ASSIGNED TASK: Retype only the lines from the top of the records to the line with "Locate every instance of the torii", including that line but none of the pictures.

=== PROVIDED INFORMATION ===

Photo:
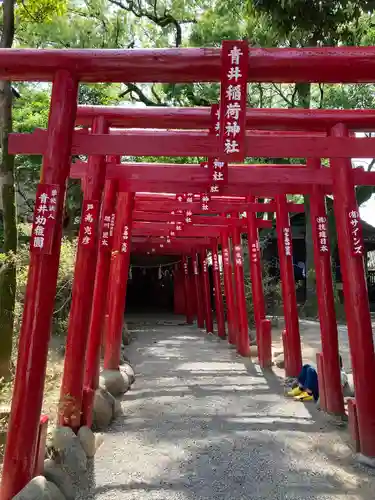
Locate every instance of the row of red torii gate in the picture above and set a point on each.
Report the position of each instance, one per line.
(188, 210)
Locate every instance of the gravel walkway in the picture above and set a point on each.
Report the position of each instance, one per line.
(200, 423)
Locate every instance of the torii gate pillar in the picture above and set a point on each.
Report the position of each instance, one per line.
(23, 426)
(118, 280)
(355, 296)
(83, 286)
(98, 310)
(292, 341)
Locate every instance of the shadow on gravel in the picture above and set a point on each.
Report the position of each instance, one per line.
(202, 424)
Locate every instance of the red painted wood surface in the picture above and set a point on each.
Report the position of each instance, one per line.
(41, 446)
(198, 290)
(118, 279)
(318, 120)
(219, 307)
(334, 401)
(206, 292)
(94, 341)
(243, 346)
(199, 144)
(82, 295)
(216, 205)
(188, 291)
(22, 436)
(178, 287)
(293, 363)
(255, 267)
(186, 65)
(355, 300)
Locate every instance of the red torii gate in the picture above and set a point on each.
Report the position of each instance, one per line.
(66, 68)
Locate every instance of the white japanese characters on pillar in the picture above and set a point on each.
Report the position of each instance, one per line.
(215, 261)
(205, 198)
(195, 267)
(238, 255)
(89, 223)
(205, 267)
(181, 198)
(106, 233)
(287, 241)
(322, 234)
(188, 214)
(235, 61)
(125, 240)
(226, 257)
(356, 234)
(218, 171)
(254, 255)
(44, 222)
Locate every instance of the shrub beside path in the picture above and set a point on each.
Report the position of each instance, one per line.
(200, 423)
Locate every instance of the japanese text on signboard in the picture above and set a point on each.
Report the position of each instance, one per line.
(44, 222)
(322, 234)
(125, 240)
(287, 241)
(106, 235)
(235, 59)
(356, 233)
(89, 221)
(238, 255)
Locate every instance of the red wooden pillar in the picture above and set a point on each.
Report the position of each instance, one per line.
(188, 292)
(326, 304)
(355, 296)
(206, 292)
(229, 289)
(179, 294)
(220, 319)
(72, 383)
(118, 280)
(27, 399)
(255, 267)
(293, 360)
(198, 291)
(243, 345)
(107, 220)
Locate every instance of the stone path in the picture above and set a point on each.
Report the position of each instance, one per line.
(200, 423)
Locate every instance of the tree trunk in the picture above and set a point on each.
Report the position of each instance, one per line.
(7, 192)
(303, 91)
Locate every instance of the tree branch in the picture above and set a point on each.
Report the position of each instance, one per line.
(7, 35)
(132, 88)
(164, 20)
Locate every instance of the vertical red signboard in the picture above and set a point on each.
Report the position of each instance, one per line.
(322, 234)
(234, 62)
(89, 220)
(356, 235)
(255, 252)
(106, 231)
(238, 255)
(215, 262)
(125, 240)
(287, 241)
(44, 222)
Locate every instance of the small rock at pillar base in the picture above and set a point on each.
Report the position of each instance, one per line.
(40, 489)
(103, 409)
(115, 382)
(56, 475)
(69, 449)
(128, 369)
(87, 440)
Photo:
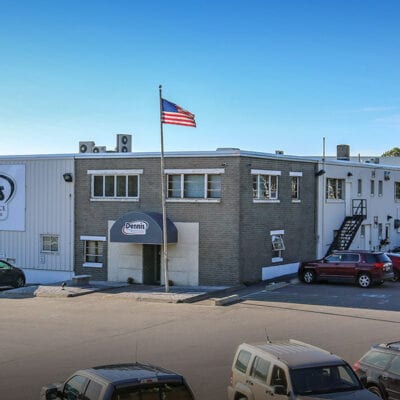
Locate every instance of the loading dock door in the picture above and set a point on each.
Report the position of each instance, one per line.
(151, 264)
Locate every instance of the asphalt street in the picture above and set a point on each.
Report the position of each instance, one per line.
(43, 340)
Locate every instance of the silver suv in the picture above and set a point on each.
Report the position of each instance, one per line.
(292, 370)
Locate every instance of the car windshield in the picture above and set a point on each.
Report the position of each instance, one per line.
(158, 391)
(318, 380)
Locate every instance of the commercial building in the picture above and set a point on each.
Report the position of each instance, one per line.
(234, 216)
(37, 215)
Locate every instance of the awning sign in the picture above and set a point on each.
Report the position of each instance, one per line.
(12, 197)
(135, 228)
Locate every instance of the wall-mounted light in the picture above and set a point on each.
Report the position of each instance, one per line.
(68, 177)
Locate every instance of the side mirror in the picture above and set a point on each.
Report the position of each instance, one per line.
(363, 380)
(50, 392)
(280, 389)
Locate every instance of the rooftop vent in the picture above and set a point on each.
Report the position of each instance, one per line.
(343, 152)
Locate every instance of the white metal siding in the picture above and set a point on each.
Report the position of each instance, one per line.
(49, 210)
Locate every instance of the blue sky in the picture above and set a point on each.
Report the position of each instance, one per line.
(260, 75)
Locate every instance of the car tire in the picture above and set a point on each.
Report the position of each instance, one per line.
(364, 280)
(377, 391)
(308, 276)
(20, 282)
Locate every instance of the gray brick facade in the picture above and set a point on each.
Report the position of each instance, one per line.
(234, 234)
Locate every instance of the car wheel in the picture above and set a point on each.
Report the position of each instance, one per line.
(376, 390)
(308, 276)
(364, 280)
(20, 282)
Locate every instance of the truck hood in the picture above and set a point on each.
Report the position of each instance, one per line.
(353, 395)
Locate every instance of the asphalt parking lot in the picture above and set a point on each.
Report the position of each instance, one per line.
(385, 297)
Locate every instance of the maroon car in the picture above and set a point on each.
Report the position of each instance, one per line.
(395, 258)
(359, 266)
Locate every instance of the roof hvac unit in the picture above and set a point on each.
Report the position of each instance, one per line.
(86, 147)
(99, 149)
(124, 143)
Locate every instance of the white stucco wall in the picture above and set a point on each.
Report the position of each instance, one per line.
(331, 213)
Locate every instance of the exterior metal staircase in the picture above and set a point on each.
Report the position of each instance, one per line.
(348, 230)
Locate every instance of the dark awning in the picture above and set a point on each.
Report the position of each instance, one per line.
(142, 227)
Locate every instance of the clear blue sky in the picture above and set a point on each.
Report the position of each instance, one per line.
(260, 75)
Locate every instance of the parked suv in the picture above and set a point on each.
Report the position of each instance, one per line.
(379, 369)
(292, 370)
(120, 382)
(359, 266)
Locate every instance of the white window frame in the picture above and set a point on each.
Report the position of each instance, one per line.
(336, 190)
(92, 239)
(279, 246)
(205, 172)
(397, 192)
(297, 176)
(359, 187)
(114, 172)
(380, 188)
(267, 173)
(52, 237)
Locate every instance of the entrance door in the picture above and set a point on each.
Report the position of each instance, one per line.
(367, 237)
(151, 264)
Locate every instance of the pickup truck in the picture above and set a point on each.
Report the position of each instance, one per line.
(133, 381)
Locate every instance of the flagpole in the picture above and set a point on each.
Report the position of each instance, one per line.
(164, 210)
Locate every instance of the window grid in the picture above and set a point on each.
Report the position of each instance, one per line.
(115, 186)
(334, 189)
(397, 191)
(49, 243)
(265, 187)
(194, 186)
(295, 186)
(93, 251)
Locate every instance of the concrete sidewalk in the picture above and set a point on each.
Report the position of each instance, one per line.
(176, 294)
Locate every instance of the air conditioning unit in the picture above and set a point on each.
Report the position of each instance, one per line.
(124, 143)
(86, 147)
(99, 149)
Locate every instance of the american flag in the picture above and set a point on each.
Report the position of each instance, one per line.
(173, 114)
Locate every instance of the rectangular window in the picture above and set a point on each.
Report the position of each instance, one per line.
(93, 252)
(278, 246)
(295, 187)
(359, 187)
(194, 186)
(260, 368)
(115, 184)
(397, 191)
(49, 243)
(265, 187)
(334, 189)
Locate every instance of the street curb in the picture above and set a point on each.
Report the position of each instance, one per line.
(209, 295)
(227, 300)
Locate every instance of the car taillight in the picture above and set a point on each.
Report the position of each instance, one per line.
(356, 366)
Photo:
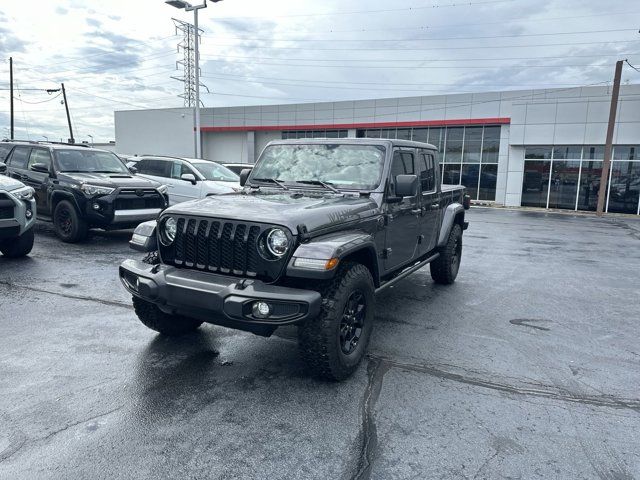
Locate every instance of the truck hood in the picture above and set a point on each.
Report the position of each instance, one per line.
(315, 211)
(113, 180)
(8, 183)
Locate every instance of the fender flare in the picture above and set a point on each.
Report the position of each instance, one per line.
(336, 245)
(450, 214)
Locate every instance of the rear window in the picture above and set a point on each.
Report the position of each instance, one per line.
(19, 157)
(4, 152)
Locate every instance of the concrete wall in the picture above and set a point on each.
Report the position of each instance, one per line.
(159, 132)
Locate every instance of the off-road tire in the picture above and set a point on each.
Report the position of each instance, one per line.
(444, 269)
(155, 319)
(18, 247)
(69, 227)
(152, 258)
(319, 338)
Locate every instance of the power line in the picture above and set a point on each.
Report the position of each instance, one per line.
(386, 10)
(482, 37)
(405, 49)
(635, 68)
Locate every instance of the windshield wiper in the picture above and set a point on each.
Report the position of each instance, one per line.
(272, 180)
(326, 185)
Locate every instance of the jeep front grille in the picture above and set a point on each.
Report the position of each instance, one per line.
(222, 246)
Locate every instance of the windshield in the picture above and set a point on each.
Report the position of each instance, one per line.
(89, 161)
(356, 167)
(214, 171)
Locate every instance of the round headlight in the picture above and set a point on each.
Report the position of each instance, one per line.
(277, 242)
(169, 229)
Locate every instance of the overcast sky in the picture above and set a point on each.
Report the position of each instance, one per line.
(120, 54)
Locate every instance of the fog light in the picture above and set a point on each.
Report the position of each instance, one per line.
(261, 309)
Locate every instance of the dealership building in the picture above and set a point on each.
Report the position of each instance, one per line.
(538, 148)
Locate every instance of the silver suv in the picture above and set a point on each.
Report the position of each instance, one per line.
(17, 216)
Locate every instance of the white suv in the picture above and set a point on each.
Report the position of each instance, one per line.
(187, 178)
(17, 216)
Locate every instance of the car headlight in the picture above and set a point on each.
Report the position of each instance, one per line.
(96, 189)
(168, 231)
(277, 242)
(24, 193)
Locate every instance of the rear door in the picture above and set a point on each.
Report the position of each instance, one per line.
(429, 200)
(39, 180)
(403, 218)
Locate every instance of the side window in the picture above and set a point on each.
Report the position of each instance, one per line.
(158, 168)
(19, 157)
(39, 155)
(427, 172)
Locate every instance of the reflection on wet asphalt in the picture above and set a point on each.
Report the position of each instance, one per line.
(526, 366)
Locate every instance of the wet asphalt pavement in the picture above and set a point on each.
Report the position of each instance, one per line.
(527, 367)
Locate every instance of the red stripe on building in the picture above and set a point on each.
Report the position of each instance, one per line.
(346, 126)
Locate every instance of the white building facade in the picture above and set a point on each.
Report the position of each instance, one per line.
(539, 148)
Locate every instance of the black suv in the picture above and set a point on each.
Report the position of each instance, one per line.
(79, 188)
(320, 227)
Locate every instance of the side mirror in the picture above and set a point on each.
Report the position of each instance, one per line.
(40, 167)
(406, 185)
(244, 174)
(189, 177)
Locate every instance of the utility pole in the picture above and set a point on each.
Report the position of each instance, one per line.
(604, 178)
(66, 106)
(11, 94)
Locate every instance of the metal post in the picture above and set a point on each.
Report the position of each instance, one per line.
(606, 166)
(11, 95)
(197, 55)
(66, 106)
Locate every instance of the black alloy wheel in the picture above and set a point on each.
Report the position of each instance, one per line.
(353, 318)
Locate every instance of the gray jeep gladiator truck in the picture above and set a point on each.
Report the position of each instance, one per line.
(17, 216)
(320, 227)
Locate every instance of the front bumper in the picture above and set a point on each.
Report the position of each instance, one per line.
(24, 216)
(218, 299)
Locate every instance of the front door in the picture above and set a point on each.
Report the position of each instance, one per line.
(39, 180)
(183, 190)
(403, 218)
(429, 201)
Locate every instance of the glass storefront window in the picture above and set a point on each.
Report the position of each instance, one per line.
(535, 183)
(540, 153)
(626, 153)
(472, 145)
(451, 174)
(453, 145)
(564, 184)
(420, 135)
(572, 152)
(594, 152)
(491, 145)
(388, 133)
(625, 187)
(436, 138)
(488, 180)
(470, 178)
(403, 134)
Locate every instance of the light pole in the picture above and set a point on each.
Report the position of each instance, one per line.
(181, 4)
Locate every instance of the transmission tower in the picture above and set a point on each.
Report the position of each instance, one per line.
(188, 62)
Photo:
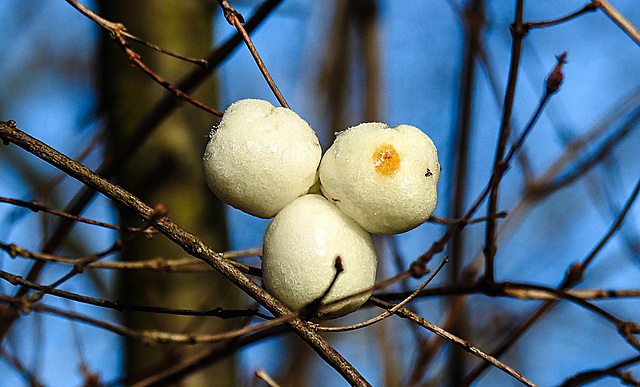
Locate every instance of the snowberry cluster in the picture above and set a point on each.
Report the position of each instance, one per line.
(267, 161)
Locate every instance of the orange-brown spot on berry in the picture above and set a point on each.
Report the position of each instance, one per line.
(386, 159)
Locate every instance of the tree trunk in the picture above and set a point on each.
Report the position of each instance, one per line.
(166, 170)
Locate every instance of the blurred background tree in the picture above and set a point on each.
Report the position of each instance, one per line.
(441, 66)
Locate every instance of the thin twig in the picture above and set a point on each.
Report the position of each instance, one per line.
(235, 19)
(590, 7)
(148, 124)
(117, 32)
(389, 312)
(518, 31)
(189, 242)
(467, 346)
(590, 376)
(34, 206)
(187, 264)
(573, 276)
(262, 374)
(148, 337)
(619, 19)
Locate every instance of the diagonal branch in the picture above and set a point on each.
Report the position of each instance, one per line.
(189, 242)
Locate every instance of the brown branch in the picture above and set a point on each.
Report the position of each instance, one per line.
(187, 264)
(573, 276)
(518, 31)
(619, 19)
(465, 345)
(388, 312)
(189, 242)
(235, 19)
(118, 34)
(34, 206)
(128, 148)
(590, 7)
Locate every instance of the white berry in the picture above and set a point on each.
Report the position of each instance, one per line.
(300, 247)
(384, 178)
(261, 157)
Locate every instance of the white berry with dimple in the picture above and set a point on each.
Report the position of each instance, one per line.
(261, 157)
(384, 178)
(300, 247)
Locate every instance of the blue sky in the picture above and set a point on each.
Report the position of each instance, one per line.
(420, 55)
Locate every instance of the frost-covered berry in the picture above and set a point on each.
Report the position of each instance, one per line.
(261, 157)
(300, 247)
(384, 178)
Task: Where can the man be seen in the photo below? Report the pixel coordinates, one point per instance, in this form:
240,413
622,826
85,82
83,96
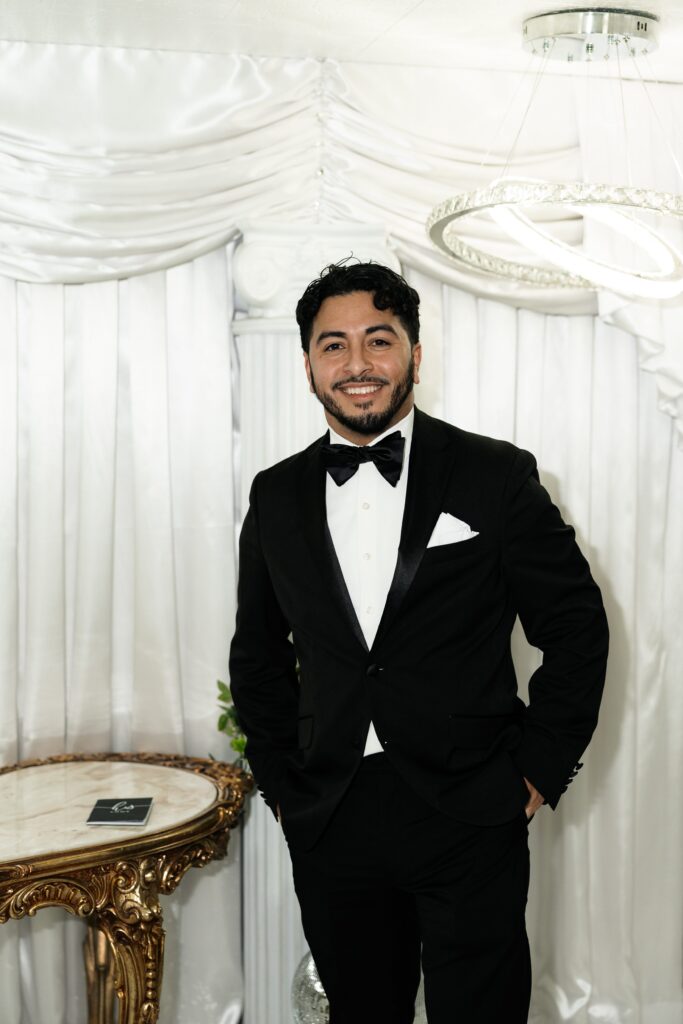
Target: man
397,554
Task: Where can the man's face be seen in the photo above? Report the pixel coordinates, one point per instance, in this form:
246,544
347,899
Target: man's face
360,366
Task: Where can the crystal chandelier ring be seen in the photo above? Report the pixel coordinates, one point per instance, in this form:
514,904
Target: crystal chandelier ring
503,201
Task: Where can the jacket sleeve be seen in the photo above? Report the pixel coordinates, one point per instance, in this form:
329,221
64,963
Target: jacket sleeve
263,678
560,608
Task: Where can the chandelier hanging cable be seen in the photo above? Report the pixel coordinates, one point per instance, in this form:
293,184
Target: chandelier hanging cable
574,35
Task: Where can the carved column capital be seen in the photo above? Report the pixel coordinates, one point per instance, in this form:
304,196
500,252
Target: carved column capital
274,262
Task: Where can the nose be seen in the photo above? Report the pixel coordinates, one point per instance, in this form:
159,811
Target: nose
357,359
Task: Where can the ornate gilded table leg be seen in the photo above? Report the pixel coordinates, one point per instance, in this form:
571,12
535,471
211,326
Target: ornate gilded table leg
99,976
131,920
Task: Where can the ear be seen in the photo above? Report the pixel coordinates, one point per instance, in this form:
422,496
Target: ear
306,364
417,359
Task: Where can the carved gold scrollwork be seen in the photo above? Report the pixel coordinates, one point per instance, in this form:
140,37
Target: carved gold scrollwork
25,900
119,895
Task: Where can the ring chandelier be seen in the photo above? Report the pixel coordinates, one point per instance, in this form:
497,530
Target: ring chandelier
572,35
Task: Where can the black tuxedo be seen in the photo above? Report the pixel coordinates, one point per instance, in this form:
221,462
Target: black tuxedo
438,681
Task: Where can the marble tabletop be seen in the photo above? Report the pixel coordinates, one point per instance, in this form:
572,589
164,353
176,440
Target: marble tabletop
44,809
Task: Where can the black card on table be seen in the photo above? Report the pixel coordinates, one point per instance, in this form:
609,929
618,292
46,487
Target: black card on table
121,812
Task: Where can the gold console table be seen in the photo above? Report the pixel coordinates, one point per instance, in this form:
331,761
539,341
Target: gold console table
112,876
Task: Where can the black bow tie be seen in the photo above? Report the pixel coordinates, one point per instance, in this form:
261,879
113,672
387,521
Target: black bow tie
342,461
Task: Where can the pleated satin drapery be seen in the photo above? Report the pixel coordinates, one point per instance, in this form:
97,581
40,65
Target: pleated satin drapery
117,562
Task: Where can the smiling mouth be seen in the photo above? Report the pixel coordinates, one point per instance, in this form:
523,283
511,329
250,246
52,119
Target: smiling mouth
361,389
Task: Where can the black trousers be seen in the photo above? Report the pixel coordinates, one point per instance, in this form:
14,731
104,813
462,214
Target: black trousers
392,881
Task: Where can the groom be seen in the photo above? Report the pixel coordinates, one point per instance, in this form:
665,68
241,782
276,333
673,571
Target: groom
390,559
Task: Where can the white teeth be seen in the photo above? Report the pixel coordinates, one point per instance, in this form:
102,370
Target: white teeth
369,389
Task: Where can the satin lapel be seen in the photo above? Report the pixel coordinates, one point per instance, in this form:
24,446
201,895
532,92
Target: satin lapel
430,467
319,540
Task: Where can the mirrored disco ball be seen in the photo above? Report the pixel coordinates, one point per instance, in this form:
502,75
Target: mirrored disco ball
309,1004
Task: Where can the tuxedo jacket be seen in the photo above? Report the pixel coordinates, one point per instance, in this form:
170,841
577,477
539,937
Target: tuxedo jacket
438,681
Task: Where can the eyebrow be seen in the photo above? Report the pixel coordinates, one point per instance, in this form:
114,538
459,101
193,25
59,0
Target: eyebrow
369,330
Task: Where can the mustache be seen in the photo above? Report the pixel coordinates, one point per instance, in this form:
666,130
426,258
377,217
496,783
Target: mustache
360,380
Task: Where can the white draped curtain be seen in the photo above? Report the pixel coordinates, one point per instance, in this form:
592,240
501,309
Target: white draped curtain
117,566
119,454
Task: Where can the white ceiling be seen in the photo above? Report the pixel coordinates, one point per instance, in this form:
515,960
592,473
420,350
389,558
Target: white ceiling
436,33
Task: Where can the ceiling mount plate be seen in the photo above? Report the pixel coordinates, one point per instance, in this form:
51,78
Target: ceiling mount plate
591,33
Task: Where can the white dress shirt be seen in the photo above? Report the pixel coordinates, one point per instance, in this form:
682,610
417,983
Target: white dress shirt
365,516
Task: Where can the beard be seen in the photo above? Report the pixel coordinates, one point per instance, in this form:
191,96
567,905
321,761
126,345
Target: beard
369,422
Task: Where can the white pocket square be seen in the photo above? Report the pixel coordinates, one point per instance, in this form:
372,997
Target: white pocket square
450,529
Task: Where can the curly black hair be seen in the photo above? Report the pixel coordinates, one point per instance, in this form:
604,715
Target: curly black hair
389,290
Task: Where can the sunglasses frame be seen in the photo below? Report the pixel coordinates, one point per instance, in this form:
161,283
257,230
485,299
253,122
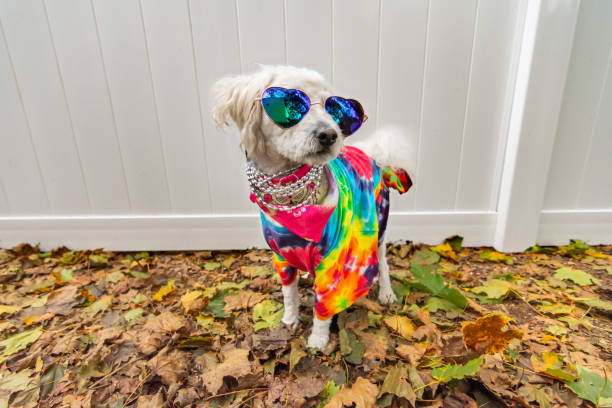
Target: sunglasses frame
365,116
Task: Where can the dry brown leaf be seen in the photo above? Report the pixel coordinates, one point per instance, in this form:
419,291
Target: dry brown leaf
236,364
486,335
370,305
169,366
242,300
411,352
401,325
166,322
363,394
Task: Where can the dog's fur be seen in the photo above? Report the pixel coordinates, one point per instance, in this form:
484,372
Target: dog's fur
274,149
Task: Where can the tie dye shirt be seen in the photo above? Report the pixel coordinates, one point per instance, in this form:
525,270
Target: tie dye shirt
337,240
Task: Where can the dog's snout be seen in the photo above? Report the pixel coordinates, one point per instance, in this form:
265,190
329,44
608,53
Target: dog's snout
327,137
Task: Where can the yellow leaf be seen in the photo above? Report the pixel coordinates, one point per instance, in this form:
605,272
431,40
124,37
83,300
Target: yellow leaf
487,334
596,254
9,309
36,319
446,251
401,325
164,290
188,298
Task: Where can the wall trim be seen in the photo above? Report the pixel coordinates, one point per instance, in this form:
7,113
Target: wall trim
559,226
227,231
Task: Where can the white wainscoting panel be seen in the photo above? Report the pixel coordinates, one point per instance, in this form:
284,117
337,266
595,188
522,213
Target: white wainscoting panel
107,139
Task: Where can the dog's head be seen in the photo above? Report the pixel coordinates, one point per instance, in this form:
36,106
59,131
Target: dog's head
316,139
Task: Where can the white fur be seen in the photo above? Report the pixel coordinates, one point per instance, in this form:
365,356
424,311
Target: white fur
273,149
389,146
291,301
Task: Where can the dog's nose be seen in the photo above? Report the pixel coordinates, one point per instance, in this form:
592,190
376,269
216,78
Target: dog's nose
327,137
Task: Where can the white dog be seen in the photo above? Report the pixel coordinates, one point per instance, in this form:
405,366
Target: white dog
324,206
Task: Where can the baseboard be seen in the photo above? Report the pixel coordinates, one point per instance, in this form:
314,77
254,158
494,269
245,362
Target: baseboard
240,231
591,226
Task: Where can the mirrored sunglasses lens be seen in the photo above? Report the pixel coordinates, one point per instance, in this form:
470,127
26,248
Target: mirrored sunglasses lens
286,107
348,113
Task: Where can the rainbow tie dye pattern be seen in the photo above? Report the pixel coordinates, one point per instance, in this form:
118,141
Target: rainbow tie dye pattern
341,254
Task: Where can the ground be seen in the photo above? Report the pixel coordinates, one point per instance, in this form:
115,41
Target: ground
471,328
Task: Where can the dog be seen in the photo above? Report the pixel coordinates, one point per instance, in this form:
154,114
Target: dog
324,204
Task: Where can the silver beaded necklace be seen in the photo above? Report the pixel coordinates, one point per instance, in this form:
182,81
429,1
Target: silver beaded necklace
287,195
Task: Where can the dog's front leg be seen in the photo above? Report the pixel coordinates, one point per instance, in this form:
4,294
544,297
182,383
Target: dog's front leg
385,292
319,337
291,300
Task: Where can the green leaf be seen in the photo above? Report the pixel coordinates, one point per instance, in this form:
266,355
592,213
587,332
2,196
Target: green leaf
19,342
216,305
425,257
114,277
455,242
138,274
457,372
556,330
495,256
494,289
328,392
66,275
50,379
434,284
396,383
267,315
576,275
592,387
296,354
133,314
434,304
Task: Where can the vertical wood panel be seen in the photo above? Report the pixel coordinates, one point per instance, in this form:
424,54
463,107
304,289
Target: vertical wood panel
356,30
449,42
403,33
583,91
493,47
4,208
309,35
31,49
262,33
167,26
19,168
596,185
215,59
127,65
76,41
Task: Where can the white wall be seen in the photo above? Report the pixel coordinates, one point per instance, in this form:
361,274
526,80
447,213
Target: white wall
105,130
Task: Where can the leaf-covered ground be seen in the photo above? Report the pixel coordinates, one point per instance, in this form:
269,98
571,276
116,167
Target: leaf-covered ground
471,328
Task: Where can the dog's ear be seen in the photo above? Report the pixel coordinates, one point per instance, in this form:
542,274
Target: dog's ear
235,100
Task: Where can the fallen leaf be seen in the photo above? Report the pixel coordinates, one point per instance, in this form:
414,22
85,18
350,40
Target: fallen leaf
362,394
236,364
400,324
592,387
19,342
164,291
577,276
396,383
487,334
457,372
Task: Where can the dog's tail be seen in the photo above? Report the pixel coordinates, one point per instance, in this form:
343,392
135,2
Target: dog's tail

===

PROBLEM SOLUTION:
Photo:
Locate every instance of the row of red torii gate in the picture above and set a point on each.
Report the position of each instance, one per line.
(188, 210)
Locate every instance of the gravel walkway in the picture above and set a point on each.
Report the position of each instance, one per line.
(200, 423)
Locate every instance of the torii gate pillar in the picture above and set a point on each.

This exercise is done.